Your objective:
Retype the material word for word.

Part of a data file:
--*--

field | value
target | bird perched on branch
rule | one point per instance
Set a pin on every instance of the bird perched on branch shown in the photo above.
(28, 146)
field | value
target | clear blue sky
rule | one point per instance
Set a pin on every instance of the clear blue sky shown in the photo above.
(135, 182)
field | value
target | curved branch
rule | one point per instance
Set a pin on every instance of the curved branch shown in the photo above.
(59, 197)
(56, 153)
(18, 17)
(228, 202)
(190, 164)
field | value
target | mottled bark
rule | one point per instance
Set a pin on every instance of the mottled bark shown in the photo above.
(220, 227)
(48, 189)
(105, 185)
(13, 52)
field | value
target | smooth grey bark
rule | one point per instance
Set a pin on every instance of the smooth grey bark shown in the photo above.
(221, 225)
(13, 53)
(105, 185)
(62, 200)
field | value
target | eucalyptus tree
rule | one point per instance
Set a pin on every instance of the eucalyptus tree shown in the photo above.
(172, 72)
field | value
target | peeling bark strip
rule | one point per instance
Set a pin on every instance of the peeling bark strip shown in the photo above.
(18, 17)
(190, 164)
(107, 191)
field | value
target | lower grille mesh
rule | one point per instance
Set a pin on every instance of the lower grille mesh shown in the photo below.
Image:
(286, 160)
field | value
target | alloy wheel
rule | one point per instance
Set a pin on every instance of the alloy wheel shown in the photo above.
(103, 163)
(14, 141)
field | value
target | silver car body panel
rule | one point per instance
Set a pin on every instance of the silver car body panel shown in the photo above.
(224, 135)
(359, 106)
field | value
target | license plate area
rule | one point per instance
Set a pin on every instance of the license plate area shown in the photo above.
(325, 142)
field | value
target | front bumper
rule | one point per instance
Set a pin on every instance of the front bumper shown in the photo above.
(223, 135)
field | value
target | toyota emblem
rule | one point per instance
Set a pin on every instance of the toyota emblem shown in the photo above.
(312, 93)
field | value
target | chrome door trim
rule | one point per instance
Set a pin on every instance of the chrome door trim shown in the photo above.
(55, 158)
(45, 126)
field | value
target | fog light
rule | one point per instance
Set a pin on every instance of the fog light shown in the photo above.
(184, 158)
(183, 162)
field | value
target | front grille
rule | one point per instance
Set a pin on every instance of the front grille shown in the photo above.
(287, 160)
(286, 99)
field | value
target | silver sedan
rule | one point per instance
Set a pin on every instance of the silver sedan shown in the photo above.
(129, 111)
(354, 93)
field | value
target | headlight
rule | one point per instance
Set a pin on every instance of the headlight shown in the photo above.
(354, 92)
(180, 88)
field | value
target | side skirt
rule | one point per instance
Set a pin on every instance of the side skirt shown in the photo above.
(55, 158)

--*--

Answer for this exercise:
field | value
target | bird perched on branch
rule | one point per instance
Set a pin on every instance of the bird perched on branch shown in the photo above.
(28, 146)
field | value
target | clear blue sky
rule | one point per instance
Set a pin on every instance of the clear blue sky shown in the photo above.
(135, 182)
field | value
target | curved branch
rule | one point per instance
Set a pin on every instance of the curved branch shown in the photo above.
(59, 197)
(56, 153)
(18, 17)
(228, 202)
(190, 164)
field | value
target | mottled bark
rule | one point per instance
Set a pin on every instance of the mottled bark shown in the photo above.
(220, 227)
(48, 189)
(105, 185)
(13, 52)
field | value
target | smooth grey bark
rule | one point per instance
Set a pin on every instance of the smooth grey bark shown in the photo above.
(221, 225)
(13, 53)
(105, 185)
(62, 200)
field | value
target | eucalyptus tree
rule | one point per instance
Set a pin on every instance of the eucalyptus tree shown in the photo above.
(172, 72)
field | value
target | peeling bark strip
rule | one point per instance
Set a pin on every instance of the peeling bark strip shown in the photo above.
(18, 17)
(190, 164)
(107, 191)
field | value
target | lower grille mesh
rule | one point per instance
Set a pin on every instance of the lower grille mesh shown in the photo below.
Image:
(286, 160)
field | value
target | alloy wheel
rule | one point per instance
Set a pin on every instance of the alloy wheel shown in the photo above.
(103, 163)
(14, 141)
field | value
target | silver car body panel
rule | one point per instance
Set a pin on every instance of the silver car body panel shown in the photo above.
(224, 135)
(359, 106)
field | value
target | license plate area
rule | one point per instance
Set a pin on every instance of the license plate area shown in the photo above.
(325, 142)
field | value
target | front bumper
rule | one point per instance
Set a pin on every instance of the front bumper shown in the photo above.
(223, 135)
field | value
target | toyota emblem
rule | one point per instance
Set a pin on every instance of the toyota emblem shown in the photo above.
(312, 93)
field | value
target | chrome door trim
rule | one point per instance
Set a pin on every instance of the chrome door trim shown in the photo above.
(55, 158)
(45, 126)
field | value
target | fog light
rule | one point per instance
Set a pin on every instance of the fog light shown in the photo above.
(184, 158)
(183, 162)
field | value
target | front grille
rule | one point per instance
Set a pin on every instance of the front grille shown in the photo above.
(287, 160)
(286, 99)
field | value
target | silver sedan
rule | one point per instance
Set a pin on every instance of the silver sedan shown in the photo above.
(129, 111)
(354, 93)
field | value
target | headlight
rule | one point per instance
Set a pin on every instance of the headlight shown in the photo above.
(354, 92)
(180, 88)
field | value
target | side skirt
rule | one point per instance
Set a pin on every instance of the side skirt shown in the photo above.
(55, 158)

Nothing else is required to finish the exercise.